**Work to be completed:**
Copy each of the following lines word for word, leaving out the pictures.

[Items from a dataset]

☆ ☆ ☆ ☆ ☆ ☆ ☆

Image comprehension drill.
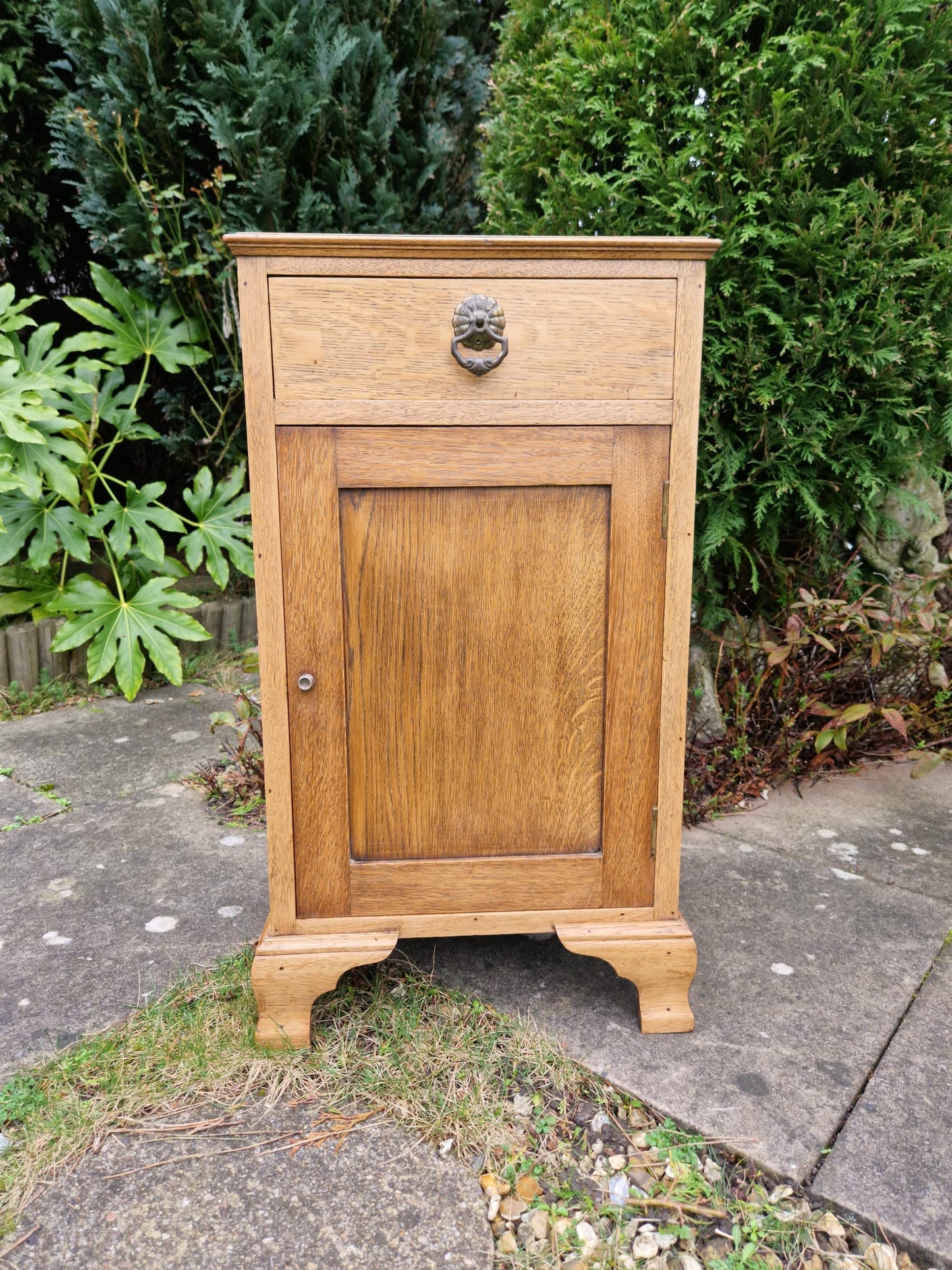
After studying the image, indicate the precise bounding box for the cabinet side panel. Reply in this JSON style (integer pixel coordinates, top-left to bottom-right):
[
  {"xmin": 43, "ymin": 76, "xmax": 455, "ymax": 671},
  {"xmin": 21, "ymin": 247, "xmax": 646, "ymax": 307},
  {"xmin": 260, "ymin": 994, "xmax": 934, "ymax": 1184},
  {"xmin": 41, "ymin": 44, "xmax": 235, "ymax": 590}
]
[
  {"xmin": 238, "ymin": 256, "xmax": 297, "ymax": 935},
  {"xmin": 278, "ymin": 428, "xmax": 350, "ymax": 917},
  {"xmin": 602, "ymin": 428, "xmax": 670, "ymax": 908},
  {"xmin": 655, "ymin": 260, "xmax": 704, "ymax": 918}
]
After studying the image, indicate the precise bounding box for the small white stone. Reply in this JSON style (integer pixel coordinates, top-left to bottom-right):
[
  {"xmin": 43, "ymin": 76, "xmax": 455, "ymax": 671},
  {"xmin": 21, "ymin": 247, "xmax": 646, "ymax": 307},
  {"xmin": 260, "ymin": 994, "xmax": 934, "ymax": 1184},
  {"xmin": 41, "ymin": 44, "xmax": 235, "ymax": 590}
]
[
  {"xmin": 826, "ymin": 842, "xmax": 859, "ymax": 865},
  {"xmin": 608, "ymin": 1174, "xmax": 630, "ymax": 1208},
  {"xmin": 631, "ymin": 1230, "xmax": 658, "ymax": 1261},
  {"xmin": 146, "ymin": 917, "xmax": 179, "ymax": 935}
]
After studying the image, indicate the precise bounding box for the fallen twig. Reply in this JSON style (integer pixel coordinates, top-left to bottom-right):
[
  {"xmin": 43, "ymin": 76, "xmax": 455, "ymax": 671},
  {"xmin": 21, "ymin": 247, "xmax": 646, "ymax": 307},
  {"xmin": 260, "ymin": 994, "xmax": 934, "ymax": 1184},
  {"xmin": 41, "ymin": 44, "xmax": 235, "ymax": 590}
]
[
  {"xmin": 103, "ymin": 1129, "xmax": 294, "ymax": 1181},
  {"xmin": 625, "ymin": 1196, "xmax": 730, "ymax": 1222}
]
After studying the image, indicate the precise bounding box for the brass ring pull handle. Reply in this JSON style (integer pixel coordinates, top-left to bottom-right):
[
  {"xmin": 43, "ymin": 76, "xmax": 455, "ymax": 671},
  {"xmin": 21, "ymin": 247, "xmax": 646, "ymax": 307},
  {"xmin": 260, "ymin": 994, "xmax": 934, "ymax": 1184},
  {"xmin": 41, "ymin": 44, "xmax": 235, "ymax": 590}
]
[{"xmin": 449, "ymin": 296, "xmax": 509, "ymax": 376}]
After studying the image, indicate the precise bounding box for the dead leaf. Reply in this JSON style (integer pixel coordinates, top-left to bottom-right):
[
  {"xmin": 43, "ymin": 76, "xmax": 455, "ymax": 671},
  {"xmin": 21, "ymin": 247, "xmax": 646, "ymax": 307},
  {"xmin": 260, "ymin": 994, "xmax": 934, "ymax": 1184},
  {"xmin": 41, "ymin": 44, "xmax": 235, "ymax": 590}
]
[
  {"xmin": 515, "ymin": 1174, "xmax": 542, "ymax": 1203},
  {"xmin": 480, "ymin": 1174, "xmax": 511, "ymax": 1195}
]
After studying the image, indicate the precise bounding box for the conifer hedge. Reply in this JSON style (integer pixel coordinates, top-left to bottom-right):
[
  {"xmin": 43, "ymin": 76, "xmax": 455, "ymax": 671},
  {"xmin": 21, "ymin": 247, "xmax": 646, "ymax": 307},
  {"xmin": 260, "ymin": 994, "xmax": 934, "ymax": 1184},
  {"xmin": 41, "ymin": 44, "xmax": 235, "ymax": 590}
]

☆ ☆ ☆ ☆ ☆ ☆ ☆

**Solution to this exercise:**
Image comprehension drill.
After studying the image, indicate the precise bounding box for the cabinet side panel. Reply in this JSON style (integer pixel coordinates, top-left to bottom-right):
[
  {"xmin": 43, "ymin": 76, "xmax": 455, "ymax": 671},
  {"xmin": 21, "ymin": 247, "xmax": 646, "ymax": 307},
  {"xmin": 260, "ymin": 994, "xmax": 934, "ymax": 1184},
  {"xmin": 41, "ymin": 44, "xmax": 235, "ymax": 590}
]
[
  {"xmin": 238, "ymin": 256, "xmax": 297, "ymax": 935},
  {"xmin": 278, "ymin": 428, "xmax": 350, "ymax": 917},
  {"xmin": 602, "ymin": 428, "xmax": 670, "ymax": 908},
  {"xmin": 655, "ymin": 260, "xmax": 704, "ymax": 918}
]
After studying the image, indicate the precise bounding box for the small white stone. Reply in this JSON style (integer pixel coordinates, top-left to bottom-right):
[
  {"xmin": 43, "ymin": 76, "xmax": 455, "ymax": 671},
  {"xmin": 21, "ymin": 247, "xmax": 646, "ymax": 307},
  {"xmin": 260, "ymin": 994, "xmax": 934, "ymax": 1184},
  {"xmin": 41, "ymin": 44, "xmax": 235, "ymax": 590}
]
[
  {"xmin": 826, "ymin": 842, "xmax": 859, "ymax": 865},
  {"xmin": 608, "ymin": 1174, "xmax": 630, "ymax": 1208},
  {"xmin": 631, "ymin": 1230, "xmax": 658, "ymax": 1261},
  {"xmin": 146, "ymin": 917, "xmax": 179, "ymax": 935}
]
After studying the image, indicate the precise bounding box for the fallen twig. Reply in this JSON style (integer pixel coordinates, top-left to bottom-right):
[
  {"xmin": 43, "ymin": 76, "xmax": 455, "ymax": 671},
  {"xmin": 21, "ymin": 247, "xmax": 646, "ymax": 307},
  {"xmin": 260, "ymin": 994, "xmax": 934, "ymax": 1184},
  {"xmin": 41, "ymin": 44, "xmax": 235, "ymax": 590}
]
[
  {"xmin": 103, "ymin": 1129, "xmax": 294, "ymax": 1181},
  {"xmin": 625, "ymin": 1196, "xmax": 730, "ymax": 1222}
]
After studying the image, indicate the precise bounding box for the brass ring pull handle. Reply in this JSON style (integer pixel coordinates, top-left to bottom-right):
[
  {"xmin": 43, "ymin": 76, "xmax": 455, "ymax": 671},
  {"xmin": 21, "ymin": 247, "xmax": 646, "ymax": 307},
  {"xmin": 260, "ymin": 994, "xmax": 934, "ymax": 1184},
  {"xmin": 41, "ymin": 44, "xmax": 235, "ymax": 590}
]
[{"xmin": 449, "ymin": 296, "xmax": 509, "ymax": 376}]
After studying the image, indicate the precise bounding box for the dead leaf. Reply in this JSON style (integer pixel coordinates, top-left to bottom-right):
[
  {"xmin": 43, "ymin": 76, "xmax": 455, "ymax": 671},
  {"xmin": 21, "ymin": 247, "xmax": 646, "ymax": 307},
  {"xmin": 260, "ymin": 994, "xmax": 934, "ymax": 1184},
  {"xmin": 41, "ymin": 44, "xmax": 235, "ymax": 590}
]
[
  {"xmin": 515, "ymin": 1174, "xmax": 542, "ymax": 1203},
  {"xmin": 480, "ymin": 1174, "xmax": 511, "ymax": 1195}
]
After studying the image, indicate the precise bounding box for the conifer hedge. Reply in this JSON style (integer pixel coordinates, top-left to bottom-right):
[
  {"xmin": 43, "ymin": 76, "xmax": 455, "ymax": 671},
  {"xmin": 21, "ymin": 247, "xmax": 646, "ymax": 307},
  {"xmin": 260, "ymin": 994, "xmax": 934, "ymax": 1184},
  {"xmin": 41, "ymin": 44, "xmax": 235, "ymax": 590}
]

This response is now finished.